Set task 1 -
Reproduce the flamenco passage word for word, between "But this particular" and "all devout aficionados.", inclusive.
Set task 2 -
According to the flamenco passage, how many listeners attended the juerga?
Set task 3 -
Pick up the flamenco passage after its final sentence and carry it forward.

Excerpted passage -
But this particular juerga was anything but sad. It was one of the many that we had at my place, which were the scandals of the neighborhood. Inappropriately, that romantic tangle of old crooked passages and hidden gardens is inhabited by traditional families with their noses to the social grindstone. They greatly disapprove of gypsies and flamencos in the neighborhood, and more so of people who entertain them.
The juerga was one of the good, serious ones. The artists and the audience were few, and carefully chosen for the ability, knowledge, and compatibility. there were two cantaores, a bailaora, and a guitarist, four of Spain’s non-commercial best, and five listeners, all devout aficionados.
We started out with good Jerez wine, olives, fried fish, chorizo, and conversation, encouraging the old-timers to reminisce about legendary flamencos, and the merits of contemporary ones. They would illustrate their points by singing, or playing, passages of former greats, often comparing them with present styles.

(Rows of box annotation data)
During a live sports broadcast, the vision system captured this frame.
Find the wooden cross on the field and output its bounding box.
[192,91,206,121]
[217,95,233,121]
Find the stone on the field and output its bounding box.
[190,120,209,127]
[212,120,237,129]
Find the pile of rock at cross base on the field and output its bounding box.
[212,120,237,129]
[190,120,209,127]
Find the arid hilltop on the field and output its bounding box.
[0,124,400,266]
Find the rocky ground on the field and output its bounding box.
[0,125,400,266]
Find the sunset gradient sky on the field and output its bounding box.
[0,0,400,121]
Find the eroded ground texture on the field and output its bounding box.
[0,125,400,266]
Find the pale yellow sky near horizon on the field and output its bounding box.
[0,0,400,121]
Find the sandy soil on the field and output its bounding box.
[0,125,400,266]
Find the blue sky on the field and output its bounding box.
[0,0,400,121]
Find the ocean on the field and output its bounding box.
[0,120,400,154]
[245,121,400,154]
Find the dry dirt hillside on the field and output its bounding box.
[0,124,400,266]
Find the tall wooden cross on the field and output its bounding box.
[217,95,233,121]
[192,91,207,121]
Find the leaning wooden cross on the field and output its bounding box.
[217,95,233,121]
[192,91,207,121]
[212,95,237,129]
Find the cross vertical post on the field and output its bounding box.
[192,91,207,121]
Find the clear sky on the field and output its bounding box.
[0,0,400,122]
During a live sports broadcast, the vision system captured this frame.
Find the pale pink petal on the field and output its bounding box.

Task response 1 -
But this particular juerga was anything but sad. It was one of the many that we had at my place, which were the scandals of the neighborhood. Inappropriately, that romantic tangle of old crooked passages and hidden gardens is inhabited by traditional families with their noses to the social grindstone. They greatly disapprove of gypsies and flamencos in the neighborhood, and more so of people who entertain them.
The juerga was one of the good, serious ones. The artists and the audience were few, and carefully chosen for the ability, knowledge, and compatibility. there were two cantaores, a bailaora, and a guitarist, four of Spain’s non-commercial best, and five listeners, all devout aficionados.

Task response 2 -
Five, all devout aficionados.

Task response 3 -
A discussion of two of flamenco’s legendary cantaores arose, and one of the singers, Juan Talega, expounded an interesting comparison: “Antonio Chacón, of course, was a far superior singer, but Manuel Torre, when in the mood, era único (was in a class by himself). his cante struck straight at the heart in a manner that was unbelievable. Chacón, also, was capable of evoking great emotion, but Torre had a duende that only one in a million posesses. the trouble with Torre was that unless he was moved he could not sing at all, while Chacón always sang beautifully.”
Then Juan, who had been a personal friend of both, demonstrated the differences in their styles and approaches to the cante in a manner that would be invaluable in a good anthology.
As the wine took effect faces became illuminated and gaiety paramount, and cantes por bulerías irrepressibly bubbled forth, intermixed with a maze of gypsy guitar falsetas (passages) and an occasional dance. The juerga was soon in full swing, and the music and dance flowed, seriously or lightly as moods changed, into the early hours of the morning.
How dawn arrived so quickly no one could explain, except that in a good juerga hours seem to pass as minutes.
Finally we became restless, and the juerga began developing into good-natured hell-raising. We decided to go out to a neighboring village, a famous outpost of flamencos, for coffee and aguardiente and whatever adventures might arise.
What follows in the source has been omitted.